Task statement:
Please update these entries by replacing "draw the outline of each instance" with "trace the outline of every instance" wherever it occurs and leaving everything else unchanged.

Extracted data:
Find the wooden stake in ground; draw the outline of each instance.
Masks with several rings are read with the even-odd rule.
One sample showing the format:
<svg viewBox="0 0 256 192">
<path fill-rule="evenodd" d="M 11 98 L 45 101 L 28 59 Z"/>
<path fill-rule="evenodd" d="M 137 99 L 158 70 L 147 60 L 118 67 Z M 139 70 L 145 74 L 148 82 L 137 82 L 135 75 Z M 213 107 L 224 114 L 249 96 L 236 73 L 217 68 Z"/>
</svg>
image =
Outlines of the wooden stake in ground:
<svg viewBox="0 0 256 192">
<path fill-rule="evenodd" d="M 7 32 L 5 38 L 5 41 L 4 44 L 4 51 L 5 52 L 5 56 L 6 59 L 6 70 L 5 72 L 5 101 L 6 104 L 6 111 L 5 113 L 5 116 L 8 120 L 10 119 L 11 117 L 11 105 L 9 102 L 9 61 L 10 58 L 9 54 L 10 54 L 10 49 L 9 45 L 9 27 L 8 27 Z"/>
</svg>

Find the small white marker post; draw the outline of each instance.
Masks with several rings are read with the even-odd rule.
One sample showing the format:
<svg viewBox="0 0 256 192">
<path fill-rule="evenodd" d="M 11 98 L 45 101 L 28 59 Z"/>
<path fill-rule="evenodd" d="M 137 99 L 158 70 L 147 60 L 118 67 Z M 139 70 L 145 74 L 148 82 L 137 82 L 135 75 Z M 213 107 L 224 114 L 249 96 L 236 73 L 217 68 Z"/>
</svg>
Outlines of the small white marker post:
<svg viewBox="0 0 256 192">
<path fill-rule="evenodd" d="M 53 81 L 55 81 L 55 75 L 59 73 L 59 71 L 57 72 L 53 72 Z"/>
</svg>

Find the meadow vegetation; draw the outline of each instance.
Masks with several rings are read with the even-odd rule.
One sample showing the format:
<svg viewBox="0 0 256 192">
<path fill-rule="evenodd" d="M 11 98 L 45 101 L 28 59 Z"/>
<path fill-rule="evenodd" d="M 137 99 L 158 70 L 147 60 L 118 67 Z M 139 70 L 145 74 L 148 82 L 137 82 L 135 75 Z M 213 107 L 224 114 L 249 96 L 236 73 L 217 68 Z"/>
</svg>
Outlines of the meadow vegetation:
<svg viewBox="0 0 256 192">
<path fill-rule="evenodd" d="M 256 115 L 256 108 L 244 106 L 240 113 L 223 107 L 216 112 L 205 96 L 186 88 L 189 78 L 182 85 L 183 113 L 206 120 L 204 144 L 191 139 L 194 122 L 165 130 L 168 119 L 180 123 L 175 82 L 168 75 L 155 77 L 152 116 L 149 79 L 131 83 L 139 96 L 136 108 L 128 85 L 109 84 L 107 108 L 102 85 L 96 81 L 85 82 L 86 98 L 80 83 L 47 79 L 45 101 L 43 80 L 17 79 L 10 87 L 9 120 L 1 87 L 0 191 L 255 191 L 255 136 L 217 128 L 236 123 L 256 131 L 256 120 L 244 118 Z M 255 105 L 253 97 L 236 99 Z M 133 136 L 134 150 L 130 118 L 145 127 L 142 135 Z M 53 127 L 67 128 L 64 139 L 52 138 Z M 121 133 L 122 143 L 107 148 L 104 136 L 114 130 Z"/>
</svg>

Answer to this exercise:
Find the wooden stake in ground; trace the outline of every instance.
Masks with several rings are read with the even-odd rule.
One sample showing the format:
<svg viewBox="0 0 256 192">
<path fill-rule="evenodd" d="M 11 98 L 45 101 L 28 59 Z"/>
<path fill-rule="evenodd" d="M 137 99 L 158 70 L 147 60 L 118 67 Z M 139 70 L 145 74 L 148 82 L 137 82 L 135 75 Z M 213 107 L 224 114 L 249 96 L 236 73 L 217 68 Z"/>
</svg>
image =
Outlines of the wooden stake in ground:
<svg viewBox="0 0 256 192">
<path fill-rule="evenodd" d="M 7 32 L 5 38 L 5 41 L 4 44 L 4 51 L 5 52 L 5 56 L 6 59 L 6 70 L 5 72 L 5 101 L 6 104 L 6 111 L 5 113 L 5 116 L 8 120 L 10 119 L 11 117 L 11 105 L 9 102 L 9 61 L 10 58 L 9 54 L 10 54 L 10 49 L 9 45 L 9 27 L 8 27 Z"/>
</svg>

Find the small white marker post; trace the outline of every instance.
Masks with several rings are read with the even-odd rule.
One sample showing the format:
<svg viewBox="0 0 256 192">
<path fill-rule="evenodd" d="M 11 98 L 45 101 L 28 59 Z"/>
<path fill-rule="evenodd" d="M 137 99 L 158 70 L 147 60 L 118 67 Z M 139 70 L 145 74 L 148 82 L 137 82 L 135 75 Z M 213 107 L 224 114 L 249 96 L 236 73 L 217 68 Z"/>
</svg>
Outlines of the small white marker post:
<svg viewBox="0 0 256 192">
<path fill-rule="evenodd" d="M 53 81 L 55 81 L 55 75 L 59 73 L 59 71 L 57 72 L 53 72 Z"/>
</svg>

Find the meadow vegetation; trace the outline of every instance.
Masks with several rings are read with the even-odd rule.
One sample showing the format:
<svg viewBox="0 0 256 192">
<path fill-rule="evenodd" d="M 11 98 L 45 101 L 28 59 Z"/>
<path fill-rule="evenodd" d="M 137 99 L 158 70 L 147 60 L 118 67 Z M 139 70 L 145 74 L 148 82 L 137 82 L 135 75 Z M 213 107 L 224 114 L 249 96 L 236 73 L 217 68 Z"/>
</svg>
Outlines of the meadow vegetation:
<svg viewBox="0 0 256 192">
<path fill-rule="evenodd" d="M 256 115 L 256 108 L 244 106 L 240 113 L 223 107 L 216 112 L 205 96 L 186 88 L 189 78 L 182 85 L 183 113 L 206 120 L 204 144 L 191 139 L 194 122 L 165 130 L 168 119 L 180 123 L 175 82 L 168 75 L 155 77 L 152 116 L 149 79 L 131 83 L 139 96 L 136 108 L 128 85 L 109 84 L 107 108 L 102 85 L 96 81 L 85 82 L 86 98 L 80 83 L 47 79 L 45 101 L 43 80 L 17 79 L 10 87 L 9 120 L 1 87 L 0 191 L 255 191 L 255 136 L 217 128 L 236 123 L 256 131 L 256 120 L 244 118 Z M 255 105 L 253 97 L 236 99 Z M 133 136 L 134 150 L 130 118 L 145 127 L 142 135 Z M 53 127 L 67 128 L 64 139 L 52 138 Z M 121 133 L 122 143 L 107 148 L 104 136 L 114 130 Z"/>
</svg>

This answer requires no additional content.